> Assignment
Every line from the one with "One point for each instance of the child's hand, each" through the end of the material should be written out character for character. Lines before it are excluded.

Start of Data to use

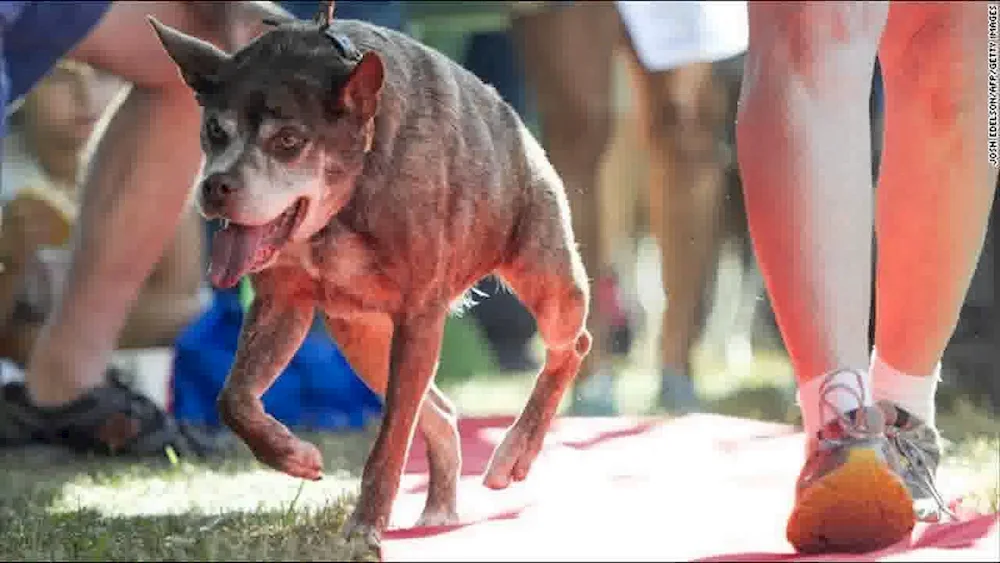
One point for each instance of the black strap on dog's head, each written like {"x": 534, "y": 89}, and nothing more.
{"x": 344, "y": 46}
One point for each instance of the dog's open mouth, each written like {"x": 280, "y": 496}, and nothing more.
{"x": 238, "y": 250}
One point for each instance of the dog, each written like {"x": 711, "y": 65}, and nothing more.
{"x": 358, "y": 173}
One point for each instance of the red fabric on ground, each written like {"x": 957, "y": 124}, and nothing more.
{"x": 700, "y": 487}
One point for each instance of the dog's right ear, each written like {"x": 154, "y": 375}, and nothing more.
{"x": 198, "y": 61}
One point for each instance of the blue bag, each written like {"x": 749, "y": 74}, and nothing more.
{"x": 317, "y": 391}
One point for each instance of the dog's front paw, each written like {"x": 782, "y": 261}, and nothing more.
{"x": 294, "y": 457}
{"x": 512, "y": 459}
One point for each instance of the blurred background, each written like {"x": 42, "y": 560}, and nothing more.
{"x": 643, "y": 140}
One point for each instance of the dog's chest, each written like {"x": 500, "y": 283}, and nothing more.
{"x": 349, "y": 276}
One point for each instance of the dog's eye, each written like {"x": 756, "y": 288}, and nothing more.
{"x": 287, "y": 142}
{"x": 214, "y": 131}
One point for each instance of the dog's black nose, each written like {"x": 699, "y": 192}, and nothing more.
{"x": 217, "y": 188}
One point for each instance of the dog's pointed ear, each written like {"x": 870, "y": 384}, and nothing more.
{"x": 198, "y": 61}
{"x": 364, "y": 87}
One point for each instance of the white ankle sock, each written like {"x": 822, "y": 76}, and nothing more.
{"x": 913, "y": 393}
{"x": 815, "y": 416}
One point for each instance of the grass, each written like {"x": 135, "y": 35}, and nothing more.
{"x": 52, "y": 508}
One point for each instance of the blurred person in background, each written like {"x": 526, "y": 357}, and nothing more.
{"x": 44, "y": 155}
{"x": 686, "y": 71}
{"x": 133, "y": 196}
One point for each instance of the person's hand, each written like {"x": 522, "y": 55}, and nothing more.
{"x": 239, "y": 23}
{"x": 33, "y": 219}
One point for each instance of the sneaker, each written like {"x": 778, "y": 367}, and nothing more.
{"x": 111, "y": 420}
{"x": 850, "y": 497}
{"x": 919, "y": 448}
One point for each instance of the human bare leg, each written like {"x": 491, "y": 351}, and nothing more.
{"x": 804, "y": 154}
{"x": 133, "y": 196}
{"x": 935, "y": 192}
{"x": 683, "y": 109}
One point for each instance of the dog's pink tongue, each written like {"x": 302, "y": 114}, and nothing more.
{"x": 233, "y": 252}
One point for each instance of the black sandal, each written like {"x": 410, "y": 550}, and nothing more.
{"x": 111, "y": 420}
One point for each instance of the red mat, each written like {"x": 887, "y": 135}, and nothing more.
{"x": 701, "y": 487}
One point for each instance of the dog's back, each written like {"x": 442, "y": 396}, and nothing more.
{"x": 451, "y": 148}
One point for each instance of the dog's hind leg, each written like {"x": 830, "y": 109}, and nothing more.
{"x": 546, "y": 273}
{"x": 365, "y": 341}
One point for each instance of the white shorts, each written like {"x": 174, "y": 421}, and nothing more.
{"x": 667, "y": 35}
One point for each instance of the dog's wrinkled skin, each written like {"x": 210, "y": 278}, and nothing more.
{"x": 377, "y": 192}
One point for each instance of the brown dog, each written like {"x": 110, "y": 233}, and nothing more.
{"x": 377, "y": 188}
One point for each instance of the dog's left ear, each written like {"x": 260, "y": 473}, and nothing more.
{"x": 198, "y": 61}
{"x": 361, "y": 93}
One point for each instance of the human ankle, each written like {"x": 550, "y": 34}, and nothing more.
{"x": 914, "y": 393}
{"x": 824, "y": 397}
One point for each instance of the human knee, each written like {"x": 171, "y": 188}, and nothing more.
{"x": 692, "y": 125}
{"x": 943, "y": 86}
{"x": 828, "y": 47}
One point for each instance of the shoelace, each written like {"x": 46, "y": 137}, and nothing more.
{"x": 918, "y": 465}
{"x": 854, "y": 427}
{"x": 857, "y": 428}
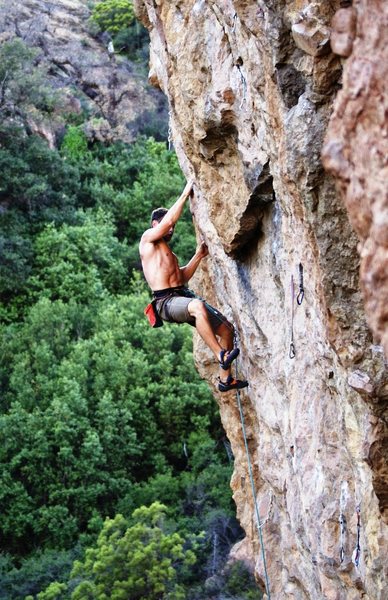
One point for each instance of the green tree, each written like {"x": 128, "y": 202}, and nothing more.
{"x": 137, "y": 561}
{"x": 113, "y": 15}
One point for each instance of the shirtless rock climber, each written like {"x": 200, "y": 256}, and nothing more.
{"x": 174, "y": 301}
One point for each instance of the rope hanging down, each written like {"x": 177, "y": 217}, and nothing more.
{"x": 291, "y": 352}
{"x": 357, "y": 551}
{"x": 300, "y": 295}
{"x": 259, "y": 525}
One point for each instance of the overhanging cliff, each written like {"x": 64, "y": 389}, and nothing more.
{"x": 251, "y": 87}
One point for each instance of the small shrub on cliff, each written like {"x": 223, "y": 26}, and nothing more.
{"x": 113, "y": 15}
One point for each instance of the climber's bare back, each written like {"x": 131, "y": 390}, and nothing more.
{"x": 160, "y": 265}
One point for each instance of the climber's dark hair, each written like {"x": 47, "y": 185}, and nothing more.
{"x": 158, "y": 214}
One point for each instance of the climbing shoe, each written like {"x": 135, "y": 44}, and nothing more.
{"x": 231, "y": 384}
{"x": 227, "y": 357}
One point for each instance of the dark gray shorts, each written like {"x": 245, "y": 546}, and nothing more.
{"x": 174, "y": 308}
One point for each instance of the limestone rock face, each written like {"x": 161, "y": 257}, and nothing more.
{"x": 90, "y": 76}
{"x": 251, "y": 87}
{"x": 356, "y": 148}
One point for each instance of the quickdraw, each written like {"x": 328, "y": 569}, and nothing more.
{"x": 342, "y": 521}
{"x": 357, "y": 551}
{"x": 292, "y": 352}
{"x": 244, "y": 85}
{"x": 259, "y": 523}
{"x": 300, "y": 295}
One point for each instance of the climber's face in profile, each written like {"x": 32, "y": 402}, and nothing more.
{"x": 170, "y": 232}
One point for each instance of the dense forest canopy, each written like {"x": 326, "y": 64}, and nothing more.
{"x": 110, "y": 442}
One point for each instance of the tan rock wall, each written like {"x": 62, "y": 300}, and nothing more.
{"x": 356, "y": 148}
{"x": 250, "y": 87}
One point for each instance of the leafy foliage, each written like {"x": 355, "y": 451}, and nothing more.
{"x": 133, "y": 561}
{"x": 99, "y": 414}
{"x": 113, "y": 15}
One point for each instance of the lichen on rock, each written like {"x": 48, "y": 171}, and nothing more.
{"x": 250, "y": 95}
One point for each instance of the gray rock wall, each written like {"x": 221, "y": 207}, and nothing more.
{"x": 251, "y": 88}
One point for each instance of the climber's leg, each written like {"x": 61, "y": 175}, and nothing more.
{"x": 197, "y": 310}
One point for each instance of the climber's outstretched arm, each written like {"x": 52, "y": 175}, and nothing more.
{"x": 170, "y": 218}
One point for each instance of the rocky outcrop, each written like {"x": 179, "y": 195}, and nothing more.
{"x": 105, "y": 89}
{"x": 251, "y": 87}
{"x": 356, "y": 147}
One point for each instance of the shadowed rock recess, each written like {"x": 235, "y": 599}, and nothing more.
{"x": 251, "y": 87}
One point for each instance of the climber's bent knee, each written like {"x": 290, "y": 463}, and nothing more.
{"x": 196, "y": 308}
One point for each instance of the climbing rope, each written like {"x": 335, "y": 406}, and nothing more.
{"x": 342, "y": 521}
{"x": 300, "y": 295}
{"x": 291, "y": 352}
{"x": 170, "y": 140}
{"x": 357, "y": 551}
{"x": 259, "y": 525}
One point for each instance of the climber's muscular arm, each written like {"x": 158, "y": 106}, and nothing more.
{"x": 160, "y": 266}
{"x": 156, "y": 233}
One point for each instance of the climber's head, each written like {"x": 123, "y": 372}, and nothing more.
{"x": 156, "y": 216}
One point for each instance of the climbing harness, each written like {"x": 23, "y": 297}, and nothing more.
{"x": 300, "y": 295}
{"x": 259, "y": 524}
{"x": 357, "y": 551}
{"x": 291, "y": 352}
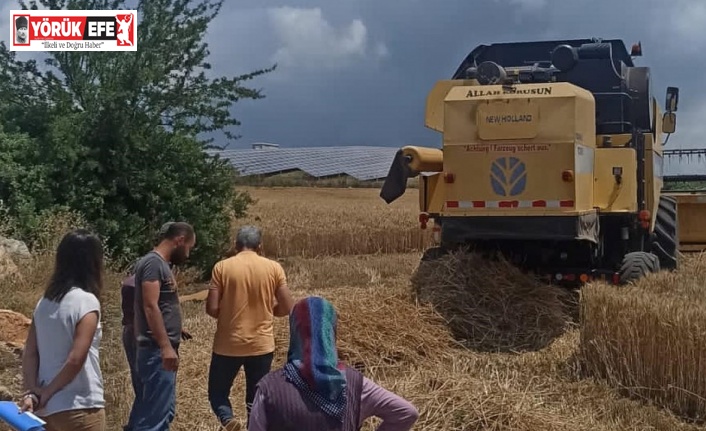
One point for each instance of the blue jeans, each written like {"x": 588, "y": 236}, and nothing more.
{"x": 221, "y": 375}
{"x": 155, "y": 407}
{"x": 130, "y": 346}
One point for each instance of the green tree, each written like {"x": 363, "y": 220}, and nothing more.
{"x": 118, "y": 136}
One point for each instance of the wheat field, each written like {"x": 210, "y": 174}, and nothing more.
{"x": 502, "y": 353}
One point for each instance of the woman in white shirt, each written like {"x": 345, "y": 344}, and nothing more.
{"x": 60, "y": 365}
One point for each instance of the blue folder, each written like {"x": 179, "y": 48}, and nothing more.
{"x": 10, "y": 414}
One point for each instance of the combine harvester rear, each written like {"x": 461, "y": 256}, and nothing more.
{"x": 552, "y": 156}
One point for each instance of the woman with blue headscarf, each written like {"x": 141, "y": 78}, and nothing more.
{"x": 315, "y": 391}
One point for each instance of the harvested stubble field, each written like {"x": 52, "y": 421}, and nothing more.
{"x": 437, "y": 349}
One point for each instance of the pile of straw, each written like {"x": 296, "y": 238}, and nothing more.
{"x": 648, "y": 340}
{"x": 492, "y": 305}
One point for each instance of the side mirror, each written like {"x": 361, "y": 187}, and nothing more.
{"x": 669, "y": 122}
{"x": 672, "y": 99}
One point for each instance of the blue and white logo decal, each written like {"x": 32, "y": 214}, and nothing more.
{"x": 508, "y": 176}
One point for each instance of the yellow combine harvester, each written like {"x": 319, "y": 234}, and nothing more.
{"x": 552, "y": 155}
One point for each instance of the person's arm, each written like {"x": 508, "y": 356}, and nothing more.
{"x": 285, "y": 302}
{"x": 258, "y": 418}
{"x": 30, "y": 360}
{"x": 214, "y": 292}
{"x": 397, "y": 414}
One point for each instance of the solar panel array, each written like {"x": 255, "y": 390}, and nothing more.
{"x": 361, "y": 163}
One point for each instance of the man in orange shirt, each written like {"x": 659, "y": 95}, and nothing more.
{"x": 247, "y": 291}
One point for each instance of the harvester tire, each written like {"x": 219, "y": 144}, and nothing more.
{"x": 433, "y": 253}
{"x": 665, "y": 243}
{"x": 637, "y": 265}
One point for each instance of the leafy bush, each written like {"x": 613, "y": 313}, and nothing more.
{"x": 116, "y": 136}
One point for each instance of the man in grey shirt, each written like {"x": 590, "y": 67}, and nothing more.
{"x": 158, "y": 327}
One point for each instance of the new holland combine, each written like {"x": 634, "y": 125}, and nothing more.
{"x": 553, "y": 157}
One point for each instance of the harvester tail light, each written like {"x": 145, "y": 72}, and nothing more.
{"x": 423, "y": 220}
{"x": 645, "y": 218}
{"x": 436, "y": 233}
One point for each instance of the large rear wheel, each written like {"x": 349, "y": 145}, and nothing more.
{"x": 665, "y": 243}
{"x": 637, "y": 265}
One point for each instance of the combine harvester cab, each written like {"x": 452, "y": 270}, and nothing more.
{"x": 552, "y": 156}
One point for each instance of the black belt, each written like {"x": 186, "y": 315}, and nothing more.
{"x": 153, "y": 344}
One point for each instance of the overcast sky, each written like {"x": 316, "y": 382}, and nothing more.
{"x": 357, "y": 72}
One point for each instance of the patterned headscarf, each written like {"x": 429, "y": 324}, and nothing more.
{"x": 312, "y": 361}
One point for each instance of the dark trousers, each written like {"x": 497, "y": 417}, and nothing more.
{"x": 221, "y": 375}
{"x": 130, "y": 346}
{"x": 155, "y": 405}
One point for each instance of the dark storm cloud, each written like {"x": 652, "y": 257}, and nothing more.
{"x": 379, "y": 100}
{"x": 358, "y": 71}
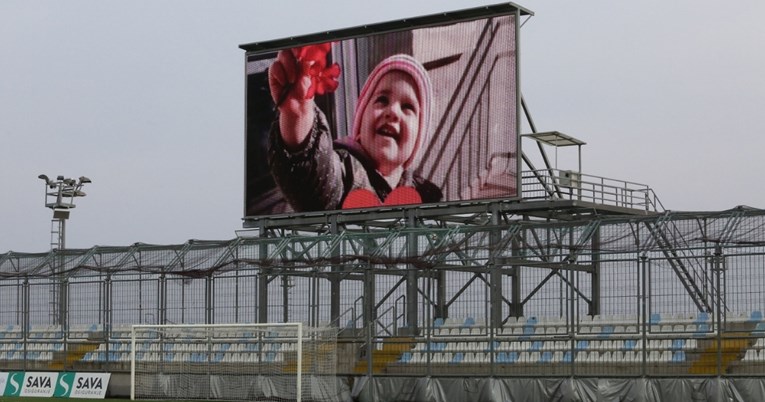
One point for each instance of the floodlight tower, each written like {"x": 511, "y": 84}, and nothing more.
{"x": 59, "y": 197}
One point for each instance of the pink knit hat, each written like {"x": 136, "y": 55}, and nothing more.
{"x": 408, "y": 65}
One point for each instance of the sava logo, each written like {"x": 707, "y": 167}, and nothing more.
{"x": 64, "y": 385}
{"x": 13, "y": 388}
{"x": 38, "y": 382}
{"x": 89, "y": 383}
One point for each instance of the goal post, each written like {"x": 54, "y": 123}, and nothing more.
{"x": 233, "y": 362}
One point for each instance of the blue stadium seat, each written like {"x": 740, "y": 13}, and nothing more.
{"x": 606, "y": 331}
{"x": 702, "y": 318}
{"x": 756, "y": 316}
{"x": 582, "y": 344}
{"x": 655, "y": 319}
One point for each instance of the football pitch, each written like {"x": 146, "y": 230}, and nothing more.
{"x": 30, "y": 399}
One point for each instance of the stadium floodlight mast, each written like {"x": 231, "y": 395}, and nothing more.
{"x": 59, "y": 197}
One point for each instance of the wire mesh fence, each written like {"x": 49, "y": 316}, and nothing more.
{"x": 671, "y": 294}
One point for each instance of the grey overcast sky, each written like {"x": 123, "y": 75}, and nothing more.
{"x": 147, "y": 99}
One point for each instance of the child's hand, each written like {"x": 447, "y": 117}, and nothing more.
{"x": 289, "y": 88}
{"x": 288, "y": 84}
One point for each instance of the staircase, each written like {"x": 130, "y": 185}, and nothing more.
{"x": 732, "y": 348}
{"x": 75, "y": 352}
{"x": 390, "y": 352}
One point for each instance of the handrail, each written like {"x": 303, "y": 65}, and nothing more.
{"x": 583, "y": 187}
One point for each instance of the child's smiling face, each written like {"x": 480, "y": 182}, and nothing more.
{"x": 390, "y": 123}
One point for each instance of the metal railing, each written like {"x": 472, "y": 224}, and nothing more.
{"x": 555, "y": 184}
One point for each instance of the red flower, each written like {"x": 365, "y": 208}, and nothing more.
{"x": 313, "y": 62}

End of Data to use

> Result
One point for each instance of the child's hand, each written like {"x": 447, "y": 117}, and nothing more.
{"x": 289, "y": 88}
{"x": 288, "y": 84}
One point for each instance of the staircase, each written like {"x": 130, "y": 185}, and nothing more.
{"x": 732, "y": 348}
{"x": 75, "y": 352}
{"x": 390, "y": 352}
One point for each instance of the handrail, each written like {"x": 303, "y": 65}, and nothing more.
{"x": 583, "y": 187}
One point for each instance of the child's smiling face, each written like {"x": 480, "y": 182}, and nothing more.
{"x": 390, "y": 123}
One point for each instance of the metal railing, each written like {"x": 472, "y": 224}, and nothing more.
{"x": 555, "y": 184}
One point for each instance of the red flower, each written like {"x": 365, "y": 208}, and nothing more.
{"x": 313, "y": 62}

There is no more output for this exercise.